Excerpts of labeled region data
'''

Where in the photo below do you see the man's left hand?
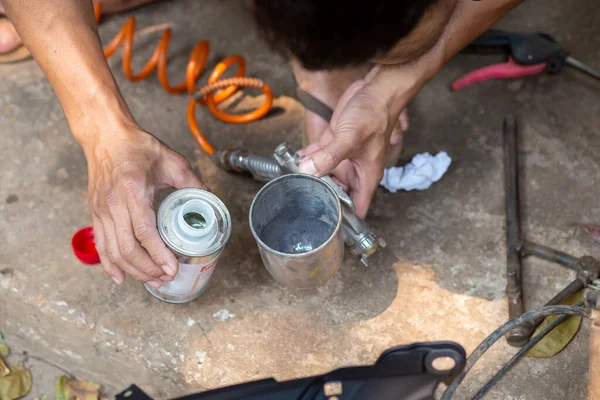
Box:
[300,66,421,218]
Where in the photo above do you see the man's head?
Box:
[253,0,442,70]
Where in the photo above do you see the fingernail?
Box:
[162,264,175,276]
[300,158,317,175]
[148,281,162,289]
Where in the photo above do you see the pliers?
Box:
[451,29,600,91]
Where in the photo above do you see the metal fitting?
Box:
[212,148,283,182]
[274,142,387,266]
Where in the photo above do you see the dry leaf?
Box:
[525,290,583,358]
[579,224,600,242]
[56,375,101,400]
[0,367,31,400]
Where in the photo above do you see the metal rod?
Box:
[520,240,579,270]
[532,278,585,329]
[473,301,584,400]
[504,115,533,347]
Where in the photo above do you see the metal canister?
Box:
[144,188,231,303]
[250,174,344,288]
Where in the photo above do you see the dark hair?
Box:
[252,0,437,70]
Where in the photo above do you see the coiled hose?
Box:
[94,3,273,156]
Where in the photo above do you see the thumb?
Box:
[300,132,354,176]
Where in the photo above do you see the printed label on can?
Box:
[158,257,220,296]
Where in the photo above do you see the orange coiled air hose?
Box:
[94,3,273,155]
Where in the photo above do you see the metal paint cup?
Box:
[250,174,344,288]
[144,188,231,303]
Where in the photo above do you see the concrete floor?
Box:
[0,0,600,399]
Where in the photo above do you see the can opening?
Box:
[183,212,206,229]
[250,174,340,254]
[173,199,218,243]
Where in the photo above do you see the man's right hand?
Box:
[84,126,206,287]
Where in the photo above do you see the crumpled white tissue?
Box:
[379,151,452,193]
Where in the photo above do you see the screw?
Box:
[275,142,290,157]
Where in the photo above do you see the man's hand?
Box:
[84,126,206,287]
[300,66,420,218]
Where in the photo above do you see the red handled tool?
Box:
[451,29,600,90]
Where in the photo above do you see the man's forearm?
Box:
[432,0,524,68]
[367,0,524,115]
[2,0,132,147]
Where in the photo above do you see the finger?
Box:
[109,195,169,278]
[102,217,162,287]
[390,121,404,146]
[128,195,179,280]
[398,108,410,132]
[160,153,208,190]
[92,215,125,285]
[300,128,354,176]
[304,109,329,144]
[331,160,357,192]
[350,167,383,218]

'''
'''

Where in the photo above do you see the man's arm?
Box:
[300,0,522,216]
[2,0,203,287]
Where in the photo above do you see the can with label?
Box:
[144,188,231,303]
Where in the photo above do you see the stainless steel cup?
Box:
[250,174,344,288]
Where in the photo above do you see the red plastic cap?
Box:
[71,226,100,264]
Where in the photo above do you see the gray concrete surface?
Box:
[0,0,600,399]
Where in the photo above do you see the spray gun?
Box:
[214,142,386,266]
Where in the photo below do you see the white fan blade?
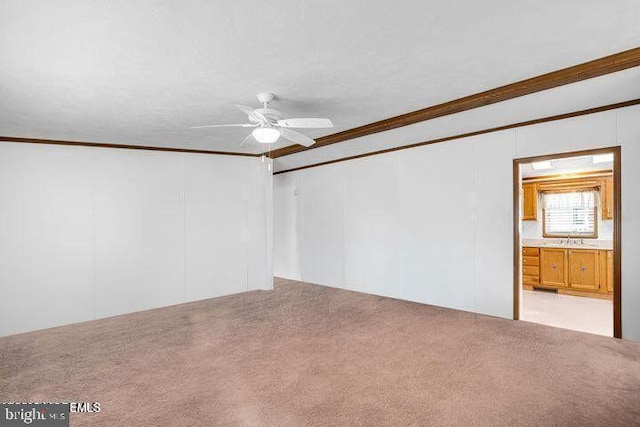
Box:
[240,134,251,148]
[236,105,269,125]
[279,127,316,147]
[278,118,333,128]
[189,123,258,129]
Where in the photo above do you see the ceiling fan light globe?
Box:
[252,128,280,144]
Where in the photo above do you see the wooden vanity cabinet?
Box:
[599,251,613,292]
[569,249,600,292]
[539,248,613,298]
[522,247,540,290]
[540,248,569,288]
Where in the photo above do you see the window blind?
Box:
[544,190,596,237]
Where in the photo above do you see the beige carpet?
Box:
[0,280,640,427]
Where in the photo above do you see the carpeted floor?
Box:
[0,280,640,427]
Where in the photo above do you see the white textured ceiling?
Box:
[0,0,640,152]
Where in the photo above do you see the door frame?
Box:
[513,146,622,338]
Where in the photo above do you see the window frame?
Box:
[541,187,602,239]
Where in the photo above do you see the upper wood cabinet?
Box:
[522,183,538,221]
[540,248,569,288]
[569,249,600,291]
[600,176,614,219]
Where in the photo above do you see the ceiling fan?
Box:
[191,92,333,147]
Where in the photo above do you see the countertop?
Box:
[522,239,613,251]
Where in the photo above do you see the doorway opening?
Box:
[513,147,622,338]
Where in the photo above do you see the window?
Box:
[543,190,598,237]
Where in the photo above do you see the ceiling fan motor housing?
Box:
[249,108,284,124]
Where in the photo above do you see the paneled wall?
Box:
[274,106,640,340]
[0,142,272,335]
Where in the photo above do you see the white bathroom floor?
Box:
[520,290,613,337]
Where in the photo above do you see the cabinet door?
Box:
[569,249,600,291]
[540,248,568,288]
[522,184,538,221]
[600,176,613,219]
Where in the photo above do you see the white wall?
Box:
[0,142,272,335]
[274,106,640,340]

'''

**What you are asked to do**.
Take the lines that begin with the one containing "Where in the photo above do you see the metal fitting?" and end with the one containing "[0,367,31,400]", and rewrite them with "dry leaf" changed to "withered leaf". Leave everything else in those lines as it is, and return only those lines.

**Task answer**.
Where in the photo above do you see the metal fitting?
Box:
[212,148,283,182]
[274,142,387,266]
Where in the photo above do you see the withered leaf?
Box:
[525,290,583,358]
[579,224,600,242]
[56,375,101,400]
[0,367,31,400]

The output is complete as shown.